WHAT YOU SHOULD DO
Output every record below exactly.

[Saved data entries]

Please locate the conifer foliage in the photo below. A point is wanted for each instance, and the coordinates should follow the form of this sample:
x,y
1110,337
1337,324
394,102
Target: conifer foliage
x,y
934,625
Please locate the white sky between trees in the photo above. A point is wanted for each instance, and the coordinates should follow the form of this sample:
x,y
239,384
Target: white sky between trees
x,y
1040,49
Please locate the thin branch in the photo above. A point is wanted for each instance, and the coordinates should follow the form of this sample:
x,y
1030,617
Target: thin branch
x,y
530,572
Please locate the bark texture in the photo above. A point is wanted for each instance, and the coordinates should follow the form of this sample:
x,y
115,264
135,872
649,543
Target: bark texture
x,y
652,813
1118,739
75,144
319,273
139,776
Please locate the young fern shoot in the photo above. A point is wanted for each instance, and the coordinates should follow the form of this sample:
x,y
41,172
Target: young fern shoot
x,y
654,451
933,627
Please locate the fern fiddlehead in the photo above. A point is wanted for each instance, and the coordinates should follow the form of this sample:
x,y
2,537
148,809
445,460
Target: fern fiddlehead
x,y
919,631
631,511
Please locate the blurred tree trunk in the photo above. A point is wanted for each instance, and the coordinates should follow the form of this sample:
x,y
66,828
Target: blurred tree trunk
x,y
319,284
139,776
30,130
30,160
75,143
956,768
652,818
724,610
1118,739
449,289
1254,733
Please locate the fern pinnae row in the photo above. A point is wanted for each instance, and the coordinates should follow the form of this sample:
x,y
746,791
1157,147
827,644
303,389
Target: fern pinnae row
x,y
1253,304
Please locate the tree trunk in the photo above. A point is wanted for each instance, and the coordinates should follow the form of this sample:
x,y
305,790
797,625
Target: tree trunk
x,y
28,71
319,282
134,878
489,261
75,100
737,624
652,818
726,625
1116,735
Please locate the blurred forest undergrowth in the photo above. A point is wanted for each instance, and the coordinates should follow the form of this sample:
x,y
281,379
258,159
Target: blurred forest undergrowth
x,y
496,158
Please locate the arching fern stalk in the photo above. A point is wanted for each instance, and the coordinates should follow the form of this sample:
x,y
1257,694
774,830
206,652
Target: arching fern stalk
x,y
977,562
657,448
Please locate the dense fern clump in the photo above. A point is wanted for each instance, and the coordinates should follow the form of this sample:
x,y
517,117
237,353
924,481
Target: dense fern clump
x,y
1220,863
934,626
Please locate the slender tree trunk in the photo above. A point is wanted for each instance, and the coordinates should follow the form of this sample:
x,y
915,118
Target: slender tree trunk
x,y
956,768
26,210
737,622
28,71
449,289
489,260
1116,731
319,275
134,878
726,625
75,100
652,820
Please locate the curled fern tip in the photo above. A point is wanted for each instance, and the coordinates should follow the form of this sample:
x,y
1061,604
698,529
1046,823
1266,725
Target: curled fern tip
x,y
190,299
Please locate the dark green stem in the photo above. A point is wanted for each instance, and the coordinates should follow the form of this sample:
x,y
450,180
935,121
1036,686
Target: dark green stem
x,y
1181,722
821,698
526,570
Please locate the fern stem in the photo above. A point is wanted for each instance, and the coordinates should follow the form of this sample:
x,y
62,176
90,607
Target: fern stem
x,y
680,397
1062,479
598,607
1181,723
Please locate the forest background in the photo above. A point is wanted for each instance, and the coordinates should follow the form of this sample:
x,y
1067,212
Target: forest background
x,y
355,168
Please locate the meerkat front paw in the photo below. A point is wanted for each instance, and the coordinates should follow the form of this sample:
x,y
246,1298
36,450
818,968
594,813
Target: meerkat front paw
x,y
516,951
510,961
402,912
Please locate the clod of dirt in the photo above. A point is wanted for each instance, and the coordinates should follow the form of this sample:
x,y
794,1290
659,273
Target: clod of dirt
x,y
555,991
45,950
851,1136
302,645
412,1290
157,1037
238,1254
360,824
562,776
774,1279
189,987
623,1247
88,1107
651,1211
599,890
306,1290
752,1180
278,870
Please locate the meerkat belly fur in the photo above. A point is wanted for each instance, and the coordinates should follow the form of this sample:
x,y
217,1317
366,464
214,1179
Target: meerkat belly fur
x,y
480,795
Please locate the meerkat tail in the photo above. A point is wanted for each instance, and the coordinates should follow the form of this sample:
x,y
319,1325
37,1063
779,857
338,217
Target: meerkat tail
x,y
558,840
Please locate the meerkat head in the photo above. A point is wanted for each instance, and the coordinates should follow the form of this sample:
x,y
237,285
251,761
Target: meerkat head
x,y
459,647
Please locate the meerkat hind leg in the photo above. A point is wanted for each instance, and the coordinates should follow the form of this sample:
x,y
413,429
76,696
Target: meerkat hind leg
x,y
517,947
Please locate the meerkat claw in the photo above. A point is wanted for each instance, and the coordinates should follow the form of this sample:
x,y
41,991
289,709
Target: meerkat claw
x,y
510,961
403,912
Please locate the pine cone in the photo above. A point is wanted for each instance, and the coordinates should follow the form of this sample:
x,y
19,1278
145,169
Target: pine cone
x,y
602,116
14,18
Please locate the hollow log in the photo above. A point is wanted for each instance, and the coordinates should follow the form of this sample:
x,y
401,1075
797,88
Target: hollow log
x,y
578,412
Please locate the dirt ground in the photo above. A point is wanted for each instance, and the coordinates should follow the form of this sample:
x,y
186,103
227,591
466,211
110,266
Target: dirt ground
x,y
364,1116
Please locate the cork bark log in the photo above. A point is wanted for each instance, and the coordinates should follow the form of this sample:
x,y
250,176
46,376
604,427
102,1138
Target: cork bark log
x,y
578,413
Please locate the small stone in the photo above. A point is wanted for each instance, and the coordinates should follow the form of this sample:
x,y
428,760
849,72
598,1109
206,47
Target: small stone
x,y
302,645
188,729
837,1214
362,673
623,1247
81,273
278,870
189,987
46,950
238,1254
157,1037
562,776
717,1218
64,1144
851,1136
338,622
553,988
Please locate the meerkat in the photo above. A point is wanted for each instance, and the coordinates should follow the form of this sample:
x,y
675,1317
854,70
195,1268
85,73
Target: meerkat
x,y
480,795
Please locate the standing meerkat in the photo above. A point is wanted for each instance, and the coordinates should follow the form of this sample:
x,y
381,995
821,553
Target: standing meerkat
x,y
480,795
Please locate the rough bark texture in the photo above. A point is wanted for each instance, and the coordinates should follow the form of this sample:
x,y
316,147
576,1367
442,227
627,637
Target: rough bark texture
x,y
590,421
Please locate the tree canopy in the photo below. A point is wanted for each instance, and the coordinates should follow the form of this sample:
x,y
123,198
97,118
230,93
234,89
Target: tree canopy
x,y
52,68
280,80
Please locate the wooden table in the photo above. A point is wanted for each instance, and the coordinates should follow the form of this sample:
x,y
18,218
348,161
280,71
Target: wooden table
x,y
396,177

SOLUTION
Please locate the conifer foliage in the photo below. A point is wanted for each instance, and the coordinates should follow the form of this sample:
x,y
1110,337
1337,324
394,102
Target: conifer foliage
x,y
934,625
Please locate the white sky between trees in the photo above. A point is wanted for each instance, and the coordinates should follow the form of this sample:
x,y
239,384
Target: white sky between trees
x,y
1040,49
Please locate the thin branch in the photo above. A point is wanted for each instance, and the coordinates should follow the form of this sample:
x,y
1030,617
Target: thin branch
x,y
530,572
Please locate the bark texture in the photo above. A point is wanted for each instance, and the coordinates should follow the form of this sample:
x,y
115,264
135,872
649,543
Target: bark texture
x,y
652,813
1118,739
75,144
319,273
139,776
Please locate the young fern shoot in the photo above. A point is wanted for each instance, and the coordinates should follow the form of this sample:
x,y
41,172
Target: young fern shoot
x,y
654,451
933,627
Please locate the fern fiddlehead in the photo above. A point is wanted for each instance, and the coordinates should follow the form of this sample:
x,y
2,537
148,809
445,460
Target: fern fiddlehead
x,y
919,631
631,511
Please locate the blurred tree trunk in the photo above. A point is wanted for each instance, and the coordinates should follow the form of this sample:
x,y
66,828
Target: blurred tree trunk
x,y
319,284
139,776
30,130
30,160
75,143
956,768
652,818
724,610
1118,739
449,289
1254,733
Please locate the fern pinnae row in the photo above. A point is wanted for each instance, and the coordinates should follow the form of this sample:
x,y
746,791
1157,147
827,644
303,389
Target: fern pinnae row
x,y
1253,304
Please locate the tree trunk in the photo above. A point is wanted for each instance, and the coordinates should follow the form of this sample:
x,y
305,790
797,625
Target: tree trunk
x,y
28,71
319,282
134,878
489,261
75,100
737,624
652,818
726,625
1116,735
Please locate the blurred forest undergrowth in the photo above. A point is wanted for each instance, and the coordinates should follow the form of this sample:
x,y
281,379
258,159
Target: blurred forest undergrowth
x,y
496,158
Please locate the arching fern stalk in the photo above. A point is wanted for each instance, and the coordinates should follow the form of this sample:
x,y
1257,694
774,830
206,652
Target: arching fern stalk
x,y
977,562
657,448
Please locate the dense fern clump in the photo above. A point is wanted for each instance, and the coordinates should follow the form of this sample:
x,y
517,117
237,353
924,481
Target: dense fern clump
x,y
1220,863
934,626
Please locate the slender tree trunk in the photo above. A point is wanted for each instance, and the coordinates should follow the form of this sample:
x,y
915,118
Target: slender tree trunk
x,y
956,768
26,210
737,622
28,71
449,289
489,260
1116,731
319,275
134,878
726,625
75,100
652,820
Please locate the curled fern tip in the photo above. A point is wanted for each instance, and the coordinates should follow the form of this sample:
x,y
1061,604
698,529
1046,823
1266,725
Target: curled fern tip
x,y
190,299
Please locate the dark green stem in the photo above. A point is wanted for each instance, and the coordinates should follow the form of this sample:
x,y
450,180
935,121
1036,686
Target: dark green stem
x,y
1181,722
821,698
526,570
Please locate the fern stem in the photo above. A point is wanted for each instance, and the coordinates should follow the form of this sample:
x,y
62,176
90,607
Target: fern stem
x,y
680,397
1062,479
598,607
1181,723
Please locate the forest background in the photo above. A point is wanted for each instance, and the coordinates should follow the form of this sample:
x,y
1067,212
Target: forest background
x,y
355,168
Please locate the meerkat front paw in the photo below. A point is wanted for each instance, and the coordinates should follow the form of this sample:
x,y
246,1298
36,450
818,968
594,813
Target: meerkat front paw
x,y
516,951
510,961
402,912
Please locate the clod of dirt in the photo above. A point is wanted for each instance, and the coordinates should follow the form of this sample:
x,y
794,1290
659,273
Target: clod of dirt
x,y
555,991
45,950
851,1136
302,645
412,1290
157,1037
238,1254
360,824
562,776
774,1279
189,987
623,1247
88,1107
651,1211
599,890
306,1290
752,1180
278,870
Please locate the meerkat belly fur in the photo above. A point is wanted for each instance, and the coordinates should follow the form of this sample:
x,y
217,1317
366,464
214,1179
Target: meerkat belly fur
x,y
480,795
Please locate the meerkat tail in the photo above. A point is wanted for each instance, and the coordinates should follow the form of this sample:
x,y
319,1325
37,1063
779,857
338,217
Target: meerkat tail
x,y
558,840
Please locate the meerkat head in the photo above. A point is wanted for each instance, and the coordinates should follow the form of this sample:
x,y
237,285
251,761
Target: meerkat head
x,y
459,647
Please locate the meerkat hind leg in the photo above. A point is wanted for each instance, and the coordinates should follow the form of this sample:
x,y
413,429
76,696
Target: meerkat hind leg
x,y
517,947
Please locate the meerkat claw in the photo above. A point is wanted for each instance, and the coordinates should follow the form of this sample:
x,y
41,991
289,709
Target: meerkat claw
x,y
510,961
403,912
Please locate the pine cone in the photo above. A point is wanted for each instance, and the coordinates should follow the form of this sample:
x,y
19,1278
145,169
Target: pine cone
x,y
602,116
14,18
Please locate the hollow log in the photo above. A point is wanted for each instance, and the coordinates should follow the form of this sample:
x,y
401,1075
797,88
Target: hollow log
x,y
578,412
Please locate the dirt ground in the photo above. A point is wanted for each instance, and the coordinates should follow the form of this sample:
x,y
186,103
227,591
466,211
110,266
Target: dirt ground
x,y
364,1116
Please locate the cork bark log in the photo above. A point is wanted for each instance, and the coordinates should follow the form of this sample:
x,y
250,176
46,376
604,427
102,1138
Target: cork bark log
x,y
578,413
Please locate the small stone in the photo above. A point is wanted for each instance, and the coordinates should follow the form of this sample:
x,y
428,760
849,72
598,1109
206,47
Target: small stone
x,y
302,645
188,729
837,1214
362,673
623,1247
81,273
278,870
189,987
46,950
238,1254
157,1037
562,776
717,1218
64,1144
851,1136
338,622
553,988
Please locate the meerkat in the photo above. A point is wanted for each instance, and the coordinates should follow the form of this sample:
x,y
675,1317
854,70
195,1268
85,73
Target: meerkat
x,y
480,795
Please locate the standing meerkat in the photo above. A point is wanted for each instance, and the coordinates should follow the form of this sample:
x,y
381,995
821,553
Target: standing meerkat
x,y
480,795
Please locate the rough bark texture in the photo above. A point is wanted for each instance, and the coordinates should follow the form of this sample:
x,y
316,147
576,1367
442,227
627,637
Target: rough bark texture
x,y
590,421
Please locate the tree canopy in the photo below. A point is wanted for each instance, and the coordinates should follow the form of this sample:
x,y
123,198
97,118
230,93
234,89
Target: tree canopy
x,y
52,68
280,80
Please locate the wooden table in the photo above. A point is wanted for each instance, and the coordinates should follow the form of this sample:
x,y
18,218
348,161
280,71
Target: wooden table
x,y
396,177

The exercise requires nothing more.